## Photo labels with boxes

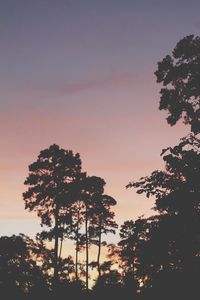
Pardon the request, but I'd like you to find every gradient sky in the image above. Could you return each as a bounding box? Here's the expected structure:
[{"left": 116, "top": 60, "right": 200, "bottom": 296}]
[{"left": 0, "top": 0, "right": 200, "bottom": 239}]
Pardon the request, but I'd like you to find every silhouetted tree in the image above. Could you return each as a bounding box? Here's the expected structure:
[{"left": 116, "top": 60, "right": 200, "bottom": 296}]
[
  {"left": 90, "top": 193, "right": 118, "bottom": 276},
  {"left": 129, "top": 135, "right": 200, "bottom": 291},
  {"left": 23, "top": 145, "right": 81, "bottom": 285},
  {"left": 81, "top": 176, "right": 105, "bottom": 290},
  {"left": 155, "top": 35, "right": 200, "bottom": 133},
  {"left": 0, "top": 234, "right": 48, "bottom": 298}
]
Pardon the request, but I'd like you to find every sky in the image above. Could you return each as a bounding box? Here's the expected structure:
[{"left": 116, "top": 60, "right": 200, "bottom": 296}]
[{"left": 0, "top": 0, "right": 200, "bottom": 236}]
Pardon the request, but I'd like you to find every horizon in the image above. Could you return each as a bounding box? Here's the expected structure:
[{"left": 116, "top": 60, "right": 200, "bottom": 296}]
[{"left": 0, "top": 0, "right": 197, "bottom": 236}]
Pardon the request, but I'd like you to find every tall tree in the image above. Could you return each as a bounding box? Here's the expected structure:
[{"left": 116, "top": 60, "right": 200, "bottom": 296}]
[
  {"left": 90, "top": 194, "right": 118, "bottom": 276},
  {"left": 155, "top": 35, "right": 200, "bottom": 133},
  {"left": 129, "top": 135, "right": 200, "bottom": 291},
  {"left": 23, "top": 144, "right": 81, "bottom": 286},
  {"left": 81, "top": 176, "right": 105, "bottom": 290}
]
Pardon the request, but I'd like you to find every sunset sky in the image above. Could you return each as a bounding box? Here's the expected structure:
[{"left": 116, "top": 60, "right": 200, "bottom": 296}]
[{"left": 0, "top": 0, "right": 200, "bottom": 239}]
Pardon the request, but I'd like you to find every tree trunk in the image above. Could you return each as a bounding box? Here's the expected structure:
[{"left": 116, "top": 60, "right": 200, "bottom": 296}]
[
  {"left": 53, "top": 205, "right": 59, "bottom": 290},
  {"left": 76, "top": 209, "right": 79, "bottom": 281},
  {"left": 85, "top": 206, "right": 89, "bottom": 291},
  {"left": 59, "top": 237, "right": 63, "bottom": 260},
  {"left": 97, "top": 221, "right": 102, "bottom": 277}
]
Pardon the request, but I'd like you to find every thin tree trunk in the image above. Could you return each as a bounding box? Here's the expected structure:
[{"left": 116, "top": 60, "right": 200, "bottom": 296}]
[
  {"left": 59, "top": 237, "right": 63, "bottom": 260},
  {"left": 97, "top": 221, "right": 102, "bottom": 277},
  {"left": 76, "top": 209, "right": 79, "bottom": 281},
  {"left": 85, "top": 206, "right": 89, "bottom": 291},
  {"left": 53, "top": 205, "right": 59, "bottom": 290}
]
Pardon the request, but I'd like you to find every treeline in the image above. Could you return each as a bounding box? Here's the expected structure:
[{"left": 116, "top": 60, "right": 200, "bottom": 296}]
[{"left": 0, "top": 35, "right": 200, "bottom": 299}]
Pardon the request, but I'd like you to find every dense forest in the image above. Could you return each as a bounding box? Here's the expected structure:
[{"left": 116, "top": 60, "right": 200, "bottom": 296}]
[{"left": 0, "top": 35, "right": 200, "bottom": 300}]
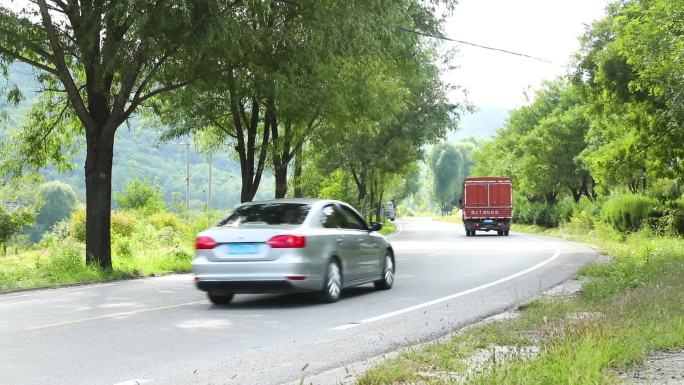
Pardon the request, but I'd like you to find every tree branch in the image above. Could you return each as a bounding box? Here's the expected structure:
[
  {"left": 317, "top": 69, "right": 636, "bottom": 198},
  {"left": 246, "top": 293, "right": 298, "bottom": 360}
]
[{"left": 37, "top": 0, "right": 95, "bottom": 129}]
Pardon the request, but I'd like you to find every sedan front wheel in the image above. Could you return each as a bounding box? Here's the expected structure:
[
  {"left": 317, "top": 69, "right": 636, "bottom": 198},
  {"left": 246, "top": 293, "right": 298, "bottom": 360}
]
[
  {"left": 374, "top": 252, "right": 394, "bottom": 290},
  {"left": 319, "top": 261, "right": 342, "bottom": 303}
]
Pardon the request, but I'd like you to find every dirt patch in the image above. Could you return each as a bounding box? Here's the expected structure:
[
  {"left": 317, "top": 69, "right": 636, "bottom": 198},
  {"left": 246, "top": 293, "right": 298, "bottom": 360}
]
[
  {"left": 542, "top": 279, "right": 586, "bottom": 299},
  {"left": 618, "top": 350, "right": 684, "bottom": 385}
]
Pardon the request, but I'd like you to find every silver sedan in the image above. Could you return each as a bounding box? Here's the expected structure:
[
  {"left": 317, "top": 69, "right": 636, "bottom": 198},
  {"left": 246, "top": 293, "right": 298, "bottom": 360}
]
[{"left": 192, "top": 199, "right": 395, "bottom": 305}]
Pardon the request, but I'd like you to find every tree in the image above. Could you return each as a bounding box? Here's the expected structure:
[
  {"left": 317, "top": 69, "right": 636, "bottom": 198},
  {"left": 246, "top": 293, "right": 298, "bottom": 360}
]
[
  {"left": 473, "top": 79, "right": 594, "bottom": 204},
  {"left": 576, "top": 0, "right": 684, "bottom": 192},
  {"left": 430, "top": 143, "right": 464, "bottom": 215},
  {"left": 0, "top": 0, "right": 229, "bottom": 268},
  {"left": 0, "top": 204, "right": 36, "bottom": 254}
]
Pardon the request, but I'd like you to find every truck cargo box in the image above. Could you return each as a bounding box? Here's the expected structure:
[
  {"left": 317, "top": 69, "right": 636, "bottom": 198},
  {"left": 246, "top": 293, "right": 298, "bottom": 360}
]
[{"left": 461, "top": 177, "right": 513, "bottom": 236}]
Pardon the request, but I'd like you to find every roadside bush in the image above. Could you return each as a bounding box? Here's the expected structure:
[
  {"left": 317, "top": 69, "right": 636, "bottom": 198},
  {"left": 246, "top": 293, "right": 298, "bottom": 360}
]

## Task instructions
Identify every line above that contains the string "trunk" and copy each such line in full. Matching is case-sensitive.

## Task result
Pardon the request, but I'd like you to find every tree trunk in the image above. Could you return each as a bounding box? Here's the expected structure:
Pardon the request, but I'd like you to find every thin tree trunk in the image above. Could you return each as a bounding box? Here's the expected structure:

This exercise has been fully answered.